**WRITTEN TASK:**
Rewrite the records from the line with "on the open" to the line with "Target: straight line in the desert", changing "photo" to "image" and keeping everything else as it is. Omit the pictures from your answer.

Records extracted from a collection:
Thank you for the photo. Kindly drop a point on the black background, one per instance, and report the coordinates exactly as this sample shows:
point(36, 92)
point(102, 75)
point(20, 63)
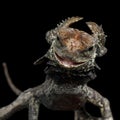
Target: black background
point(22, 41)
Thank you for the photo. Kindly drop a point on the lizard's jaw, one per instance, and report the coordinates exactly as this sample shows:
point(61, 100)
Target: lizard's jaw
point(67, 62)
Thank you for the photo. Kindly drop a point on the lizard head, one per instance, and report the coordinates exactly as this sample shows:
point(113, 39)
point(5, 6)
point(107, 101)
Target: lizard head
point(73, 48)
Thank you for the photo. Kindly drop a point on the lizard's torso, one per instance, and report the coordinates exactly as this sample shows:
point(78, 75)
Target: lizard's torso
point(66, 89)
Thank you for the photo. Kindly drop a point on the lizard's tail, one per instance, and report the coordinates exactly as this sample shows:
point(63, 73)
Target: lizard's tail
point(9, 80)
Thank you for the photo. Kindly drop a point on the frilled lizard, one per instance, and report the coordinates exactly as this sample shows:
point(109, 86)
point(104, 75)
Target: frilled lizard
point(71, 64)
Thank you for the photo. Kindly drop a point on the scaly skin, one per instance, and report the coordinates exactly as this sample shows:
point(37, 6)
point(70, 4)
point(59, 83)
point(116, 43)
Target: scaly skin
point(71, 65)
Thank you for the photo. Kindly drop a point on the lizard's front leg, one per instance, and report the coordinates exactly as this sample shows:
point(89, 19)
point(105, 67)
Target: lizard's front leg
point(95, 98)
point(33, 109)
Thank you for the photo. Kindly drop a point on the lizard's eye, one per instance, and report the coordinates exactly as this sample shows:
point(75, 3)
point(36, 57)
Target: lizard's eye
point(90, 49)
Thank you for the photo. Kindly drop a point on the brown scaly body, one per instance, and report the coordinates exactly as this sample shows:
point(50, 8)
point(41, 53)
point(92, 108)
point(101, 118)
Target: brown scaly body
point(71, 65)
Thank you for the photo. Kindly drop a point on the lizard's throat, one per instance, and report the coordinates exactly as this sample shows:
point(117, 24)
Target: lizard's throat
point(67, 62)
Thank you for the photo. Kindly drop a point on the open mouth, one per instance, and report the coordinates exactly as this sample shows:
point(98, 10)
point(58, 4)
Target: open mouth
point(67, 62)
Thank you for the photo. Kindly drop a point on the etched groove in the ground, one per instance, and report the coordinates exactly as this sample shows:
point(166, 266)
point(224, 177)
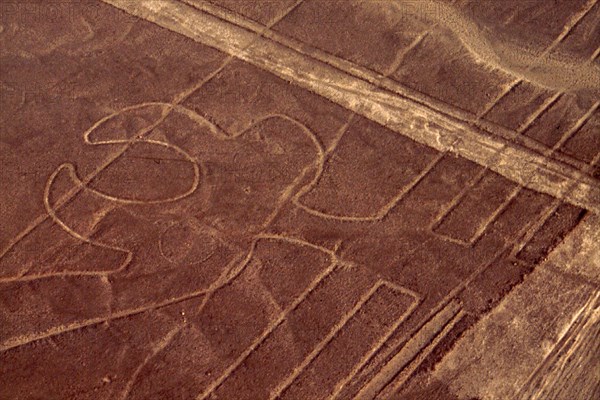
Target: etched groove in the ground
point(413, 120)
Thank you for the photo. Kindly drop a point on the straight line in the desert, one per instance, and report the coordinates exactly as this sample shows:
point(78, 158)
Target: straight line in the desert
...
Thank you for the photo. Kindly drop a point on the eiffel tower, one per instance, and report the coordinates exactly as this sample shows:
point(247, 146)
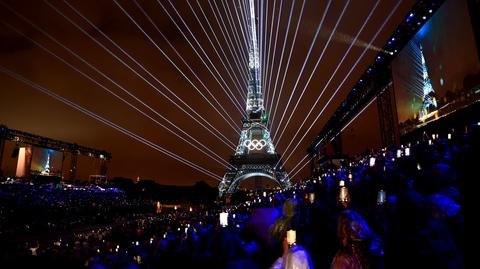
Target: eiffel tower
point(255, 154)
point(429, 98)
---
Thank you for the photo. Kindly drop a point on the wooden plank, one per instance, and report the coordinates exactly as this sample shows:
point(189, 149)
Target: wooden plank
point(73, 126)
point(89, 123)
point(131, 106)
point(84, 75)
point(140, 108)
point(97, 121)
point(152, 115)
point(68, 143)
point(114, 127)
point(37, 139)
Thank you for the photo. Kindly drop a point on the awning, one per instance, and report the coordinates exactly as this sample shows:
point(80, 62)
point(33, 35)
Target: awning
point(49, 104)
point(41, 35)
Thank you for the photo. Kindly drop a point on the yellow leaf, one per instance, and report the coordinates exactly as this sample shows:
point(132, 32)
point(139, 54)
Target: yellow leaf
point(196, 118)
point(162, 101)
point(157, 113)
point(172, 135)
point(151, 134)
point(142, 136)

**SOLUTION TO THE PROBLEM:**
Thank you for the image. Kindly drop a point on the open mouth, one per instance, and report the coordinates exactly as this sample shows:
point(98, 10)
point(58, 4)
Target: open mouth
point(67, 62)
Thank you for the image. Kindly drop a point on the etched groove in the ground, one per instance, and report the coordinates exactly as this sample shows:
point(166, 266)
point(224, 177)
Target: etched groove in the ground
point(413, 120)
Thank you for the image. Kindly drop a point on the straight line in the desert, one per instance, and report the coordinates exactly as this sample shows:
point(78, 158)
Target: straight line in the desert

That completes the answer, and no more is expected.